DIRECTIONS FOR THIS TASK >> Count the lines in the listing below that contain the string "metal", matching case exactly, and reply with only the number.

DATA FOR THIS EXERCISE >>
—————

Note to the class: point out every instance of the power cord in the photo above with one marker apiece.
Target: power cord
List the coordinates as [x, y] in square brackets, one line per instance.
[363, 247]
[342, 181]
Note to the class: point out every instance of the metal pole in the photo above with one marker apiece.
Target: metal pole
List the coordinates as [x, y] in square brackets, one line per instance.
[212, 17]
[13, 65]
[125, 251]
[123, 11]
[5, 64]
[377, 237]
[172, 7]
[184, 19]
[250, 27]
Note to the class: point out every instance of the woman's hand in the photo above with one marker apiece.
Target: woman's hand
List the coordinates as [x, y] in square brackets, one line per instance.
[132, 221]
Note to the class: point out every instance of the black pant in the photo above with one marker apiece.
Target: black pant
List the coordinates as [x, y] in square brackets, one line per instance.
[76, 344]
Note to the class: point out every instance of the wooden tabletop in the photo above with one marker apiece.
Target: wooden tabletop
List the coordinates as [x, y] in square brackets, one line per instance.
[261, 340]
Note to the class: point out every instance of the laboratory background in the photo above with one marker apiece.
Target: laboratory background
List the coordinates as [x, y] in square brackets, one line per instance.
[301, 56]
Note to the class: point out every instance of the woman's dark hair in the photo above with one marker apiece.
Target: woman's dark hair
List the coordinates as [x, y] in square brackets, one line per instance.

—————

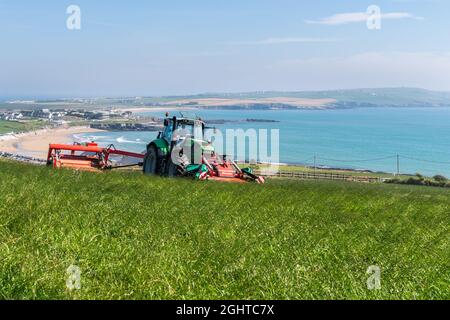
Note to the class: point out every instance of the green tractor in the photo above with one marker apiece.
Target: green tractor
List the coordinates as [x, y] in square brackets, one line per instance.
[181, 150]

—————

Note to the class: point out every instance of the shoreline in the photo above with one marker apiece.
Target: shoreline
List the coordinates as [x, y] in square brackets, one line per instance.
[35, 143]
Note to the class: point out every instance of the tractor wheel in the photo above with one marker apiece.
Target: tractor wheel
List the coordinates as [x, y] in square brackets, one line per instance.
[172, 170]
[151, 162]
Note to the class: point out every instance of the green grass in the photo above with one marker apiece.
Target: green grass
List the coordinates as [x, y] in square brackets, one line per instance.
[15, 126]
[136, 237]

—————

COMPLETE RESPONSE >> 2